→ **Supplied records**
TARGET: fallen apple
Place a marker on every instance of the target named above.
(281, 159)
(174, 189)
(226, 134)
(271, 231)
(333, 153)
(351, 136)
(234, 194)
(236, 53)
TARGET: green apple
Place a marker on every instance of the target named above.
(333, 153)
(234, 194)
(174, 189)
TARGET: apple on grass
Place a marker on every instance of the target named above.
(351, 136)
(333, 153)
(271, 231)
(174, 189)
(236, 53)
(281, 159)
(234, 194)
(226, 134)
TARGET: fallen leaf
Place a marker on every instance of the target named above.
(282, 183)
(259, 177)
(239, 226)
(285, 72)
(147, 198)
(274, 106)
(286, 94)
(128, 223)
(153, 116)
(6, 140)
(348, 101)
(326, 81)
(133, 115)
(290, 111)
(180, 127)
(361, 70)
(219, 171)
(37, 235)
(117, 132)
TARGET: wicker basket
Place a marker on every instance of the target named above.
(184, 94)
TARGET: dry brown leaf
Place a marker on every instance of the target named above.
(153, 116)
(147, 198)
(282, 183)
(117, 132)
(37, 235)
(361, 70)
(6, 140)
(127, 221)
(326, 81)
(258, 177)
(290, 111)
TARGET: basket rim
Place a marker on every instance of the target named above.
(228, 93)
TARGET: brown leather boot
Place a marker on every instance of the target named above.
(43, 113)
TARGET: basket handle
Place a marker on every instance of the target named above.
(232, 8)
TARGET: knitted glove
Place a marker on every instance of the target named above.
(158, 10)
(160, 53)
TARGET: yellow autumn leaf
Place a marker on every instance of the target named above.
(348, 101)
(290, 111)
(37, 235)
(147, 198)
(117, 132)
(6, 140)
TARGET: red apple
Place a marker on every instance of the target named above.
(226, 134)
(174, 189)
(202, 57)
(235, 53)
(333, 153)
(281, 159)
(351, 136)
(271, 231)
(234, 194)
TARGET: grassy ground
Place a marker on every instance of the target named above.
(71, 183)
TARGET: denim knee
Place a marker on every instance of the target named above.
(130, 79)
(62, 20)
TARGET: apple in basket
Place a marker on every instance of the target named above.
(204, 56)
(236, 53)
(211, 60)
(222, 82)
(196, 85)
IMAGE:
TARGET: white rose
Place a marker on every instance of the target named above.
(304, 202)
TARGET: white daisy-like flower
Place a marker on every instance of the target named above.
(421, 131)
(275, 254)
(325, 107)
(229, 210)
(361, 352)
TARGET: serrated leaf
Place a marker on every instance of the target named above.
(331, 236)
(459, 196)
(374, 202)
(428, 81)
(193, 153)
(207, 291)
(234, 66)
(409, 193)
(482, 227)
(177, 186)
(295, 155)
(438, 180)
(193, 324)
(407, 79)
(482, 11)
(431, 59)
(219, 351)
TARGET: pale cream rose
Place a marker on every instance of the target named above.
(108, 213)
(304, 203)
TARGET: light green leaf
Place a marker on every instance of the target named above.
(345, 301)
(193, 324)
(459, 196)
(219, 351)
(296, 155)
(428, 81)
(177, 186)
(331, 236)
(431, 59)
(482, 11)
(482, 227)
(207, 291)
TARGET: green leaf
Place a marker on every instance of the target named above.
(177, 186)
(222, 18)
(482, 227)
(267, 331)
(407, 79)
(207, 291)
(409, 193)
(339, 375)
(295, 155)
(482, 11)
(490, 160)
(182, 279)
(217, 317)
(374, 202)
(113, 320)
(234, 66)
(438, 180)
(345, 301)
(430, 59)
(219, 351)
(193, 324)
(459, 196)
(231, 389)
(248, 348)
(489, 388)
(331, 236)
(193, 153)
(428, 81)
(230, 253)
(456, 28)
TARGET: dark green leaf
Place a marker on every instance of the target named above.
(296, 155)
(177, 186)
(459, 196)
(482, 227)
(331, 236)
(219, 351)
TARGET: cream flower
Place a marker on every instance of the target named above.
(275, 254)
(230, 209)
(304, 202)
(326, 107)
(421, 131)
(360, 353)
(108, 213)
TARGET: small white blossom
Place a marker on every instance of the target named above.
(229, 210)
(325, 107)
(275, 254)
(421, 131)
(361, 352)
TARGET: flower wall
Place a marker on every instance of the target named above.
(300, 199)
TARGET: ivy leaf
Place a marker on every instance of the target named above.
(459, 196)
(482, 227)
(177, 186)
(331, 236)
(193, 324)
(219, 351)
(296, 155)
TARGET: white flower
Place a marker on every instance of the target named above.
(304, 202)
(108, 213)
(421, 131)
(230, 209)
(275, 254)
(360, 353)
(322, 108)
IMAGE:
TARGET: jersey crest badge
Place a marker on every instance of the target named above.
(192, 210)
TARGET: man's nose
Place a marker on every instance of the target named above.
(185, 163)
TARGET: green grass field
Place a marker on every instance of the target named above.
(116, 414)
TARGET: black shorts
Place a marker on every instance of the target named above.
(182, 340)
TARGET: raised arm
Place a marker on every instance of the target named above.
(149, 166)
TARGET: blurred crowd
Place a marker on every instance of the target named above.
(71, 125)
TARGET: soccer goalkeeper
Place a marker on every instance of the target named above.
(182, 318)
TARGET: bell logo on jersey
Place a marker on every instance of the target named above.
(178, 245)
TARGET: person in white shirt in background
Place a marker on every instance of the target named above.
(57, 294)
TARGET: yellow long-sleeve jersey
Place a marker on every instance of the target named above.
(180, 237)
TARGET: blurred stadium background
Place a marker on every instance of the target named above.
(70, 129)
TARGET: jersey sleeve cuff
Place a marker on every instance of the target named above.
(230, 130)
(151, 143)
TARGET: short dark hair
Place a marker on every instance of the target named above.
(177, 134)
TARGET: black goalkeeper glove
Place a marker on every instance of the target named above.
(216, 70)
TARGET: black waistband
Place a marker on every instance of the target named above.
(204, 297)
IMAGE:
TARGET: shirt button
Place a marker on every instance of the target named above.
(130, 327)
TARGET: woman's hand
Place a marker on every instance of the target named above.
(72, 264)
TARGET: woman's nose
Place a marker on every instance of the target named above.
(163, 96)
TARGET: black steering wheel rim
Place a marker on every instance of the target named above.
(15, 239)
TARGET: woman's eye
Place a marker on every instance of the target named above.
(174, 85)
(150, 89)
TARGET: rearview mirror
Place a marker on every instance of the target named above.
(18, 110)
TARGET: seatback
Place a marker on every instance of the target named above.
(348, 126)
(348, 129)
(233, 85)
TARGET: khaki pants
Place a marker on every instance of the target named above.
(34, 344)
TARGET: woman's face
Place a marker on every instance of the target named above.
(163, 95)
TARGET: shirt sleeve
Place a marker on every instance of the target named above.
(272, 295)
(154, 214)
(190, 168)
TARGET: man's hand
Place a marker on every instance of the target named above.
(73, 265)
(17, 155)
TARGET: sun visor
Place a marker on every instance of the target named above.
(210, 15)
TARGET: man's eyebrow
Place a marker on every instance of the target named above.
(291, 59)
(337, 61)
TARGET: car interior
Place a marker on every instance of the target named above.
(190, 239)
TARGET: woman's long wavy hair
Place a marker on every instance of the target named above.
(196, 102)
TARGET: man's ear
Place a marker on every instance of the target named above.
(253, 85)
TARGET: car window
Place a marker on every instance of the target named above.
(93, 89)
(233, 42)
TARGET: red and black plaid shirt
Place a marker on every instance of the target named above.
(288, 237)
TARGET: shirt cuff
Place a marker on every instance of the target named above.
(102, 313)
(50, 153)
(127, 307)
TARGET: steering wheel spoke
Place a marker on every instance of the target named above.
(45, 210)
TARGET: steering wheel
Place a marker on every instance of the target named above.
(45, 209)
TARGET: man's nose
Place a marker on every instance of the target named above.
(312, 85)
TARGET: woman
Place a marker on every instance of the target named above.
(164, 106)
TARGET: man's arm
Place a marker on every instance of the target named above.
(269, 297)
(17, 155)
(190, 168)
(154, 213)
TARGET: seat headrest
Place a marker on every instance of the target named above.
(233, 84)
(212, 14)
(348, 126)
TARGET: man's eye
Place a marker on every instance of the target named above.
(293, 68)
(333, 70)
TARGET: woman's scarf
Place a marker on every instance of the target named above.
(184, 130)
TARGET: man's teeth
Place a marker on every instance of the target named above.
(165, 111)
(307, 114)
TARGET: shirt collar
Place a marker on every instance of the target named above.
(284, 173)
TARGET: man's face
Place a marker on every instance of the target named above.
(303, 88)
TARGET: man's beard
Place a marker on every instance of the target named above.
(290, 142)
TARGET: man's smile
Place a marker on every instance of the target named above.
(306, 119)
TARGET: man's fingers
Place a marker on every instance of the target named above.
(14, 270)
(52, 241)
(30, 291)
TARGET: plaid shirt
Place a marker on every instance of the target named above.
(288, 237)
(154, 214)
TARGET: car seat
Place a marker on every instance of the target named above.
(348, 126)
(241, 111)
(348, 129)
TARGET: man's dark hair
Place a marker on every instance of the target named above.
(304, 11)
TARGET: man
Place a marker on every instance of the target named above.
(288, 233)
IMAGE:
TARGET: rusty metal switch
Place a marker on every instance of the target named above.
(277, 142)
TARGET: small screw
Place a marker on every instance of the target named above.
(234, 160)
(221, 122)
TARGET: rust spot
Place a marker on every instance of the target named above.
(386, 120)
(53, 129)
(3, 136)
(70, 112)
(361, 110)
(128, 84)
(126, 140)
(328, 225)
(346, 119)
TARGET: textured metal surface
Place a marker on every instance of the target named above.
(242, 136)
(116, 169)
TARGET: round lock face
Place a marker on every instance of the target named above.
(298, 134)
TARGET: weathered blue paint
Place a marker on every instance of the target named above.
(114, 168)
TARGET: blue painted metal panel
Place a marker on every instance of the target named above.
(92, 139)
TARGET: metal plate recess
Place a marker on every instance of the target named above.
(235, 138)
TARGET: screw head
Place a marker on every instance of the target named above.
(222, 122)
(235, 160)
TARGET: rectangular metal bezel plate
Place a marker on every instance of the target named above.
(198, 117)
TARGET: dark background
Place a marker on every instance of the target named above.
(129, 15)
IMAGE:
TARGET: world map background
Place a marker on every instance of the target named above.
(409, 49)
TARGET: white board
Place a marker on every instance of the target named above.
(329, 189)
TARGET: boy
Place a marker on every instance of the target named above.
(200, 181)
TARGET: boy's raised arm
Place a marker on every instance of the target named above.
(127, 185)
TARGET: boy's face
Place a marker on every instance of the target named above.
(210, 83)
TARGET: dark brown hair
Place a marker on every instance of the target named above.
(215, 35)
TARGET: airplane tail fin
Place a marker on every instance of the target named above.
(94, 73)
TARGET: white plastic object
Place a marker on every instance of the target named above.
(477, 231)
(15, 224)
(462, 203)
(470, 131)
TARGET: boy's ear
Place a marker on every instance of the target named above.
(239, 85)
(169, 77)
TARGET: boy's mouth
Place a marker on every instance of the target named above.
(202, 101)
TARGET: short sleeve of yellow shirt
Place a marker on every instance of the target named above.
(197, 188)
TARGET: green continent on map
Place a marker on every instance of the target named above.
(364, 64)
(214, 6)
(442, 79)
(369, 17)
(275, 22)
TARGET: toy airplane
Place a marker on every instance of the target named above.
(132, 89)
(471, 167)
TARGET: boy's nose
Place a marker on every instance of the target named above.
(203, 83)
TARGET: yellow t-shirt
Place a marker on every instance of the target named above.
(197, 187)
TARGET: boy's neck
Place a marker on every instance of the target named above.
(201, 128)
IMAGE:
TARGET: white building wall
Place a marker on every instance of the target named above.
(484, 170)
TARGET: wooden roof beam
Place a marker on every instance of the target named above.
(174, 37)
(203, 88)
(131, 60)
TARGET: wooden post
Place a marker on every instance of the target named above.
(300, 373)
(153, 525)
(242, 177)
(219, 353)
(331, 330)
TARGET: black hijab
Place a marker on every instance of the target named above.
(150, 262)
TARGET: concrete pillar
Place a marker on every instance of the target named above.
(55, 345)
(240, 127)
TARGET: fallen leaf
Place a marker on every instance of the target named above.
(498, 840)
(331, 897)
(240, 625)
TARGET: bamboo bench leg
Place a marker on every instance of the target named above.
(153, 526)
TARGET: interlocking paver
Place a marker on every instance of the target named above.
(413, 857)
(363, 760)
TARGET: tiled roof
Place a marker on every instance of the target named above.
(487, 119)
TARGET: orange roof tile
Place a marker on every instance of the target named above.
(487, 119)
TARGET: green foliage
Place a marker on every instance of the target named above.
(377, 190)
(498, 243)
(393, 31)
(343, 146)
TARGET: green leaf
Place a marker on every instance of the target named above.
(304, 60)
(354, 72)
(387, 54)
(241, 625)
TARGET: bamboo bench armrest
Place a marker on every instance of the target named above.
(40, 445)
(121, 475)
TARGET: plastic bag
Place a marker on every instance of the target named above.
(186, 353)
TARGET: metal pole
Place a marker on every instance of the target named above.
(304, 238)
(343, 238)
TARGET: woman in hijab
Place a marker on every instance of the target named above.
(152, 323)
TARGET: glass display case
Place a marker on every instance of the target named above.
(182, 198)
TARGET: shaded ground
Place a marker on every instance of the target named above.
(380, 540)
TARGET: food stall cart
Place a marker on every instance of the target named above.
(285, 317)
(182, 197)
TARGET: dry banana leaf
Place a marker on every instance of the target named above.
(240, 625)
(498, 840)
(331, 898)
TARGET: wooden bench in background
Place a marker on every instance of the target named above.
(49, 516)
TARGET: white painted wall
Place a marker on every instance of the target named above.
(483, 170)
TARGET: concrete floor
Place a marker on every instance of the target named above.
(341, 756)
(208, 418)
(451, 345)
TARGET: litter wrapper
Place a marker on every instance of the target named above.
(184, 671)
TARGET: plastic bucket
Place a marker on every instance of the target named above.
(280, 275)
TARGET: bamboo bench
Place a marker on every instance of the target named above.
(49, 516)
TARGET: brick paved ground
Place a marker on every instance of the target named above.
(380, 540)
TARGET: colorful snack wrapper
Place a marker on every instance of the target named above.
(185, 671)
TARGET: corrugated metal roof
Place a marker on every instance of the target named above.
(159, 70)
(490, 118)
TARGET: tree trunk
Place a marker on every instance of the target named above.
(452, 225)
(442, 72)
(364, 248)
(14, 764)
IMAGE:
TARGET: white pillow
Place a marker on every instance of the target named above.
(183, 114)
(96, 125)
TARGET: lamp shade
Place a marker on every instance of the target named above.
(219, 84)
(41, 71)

→ **Problem**
Count the lines in the records that contain the word "goalkeeper", and give only that number.

→ **Response area**
2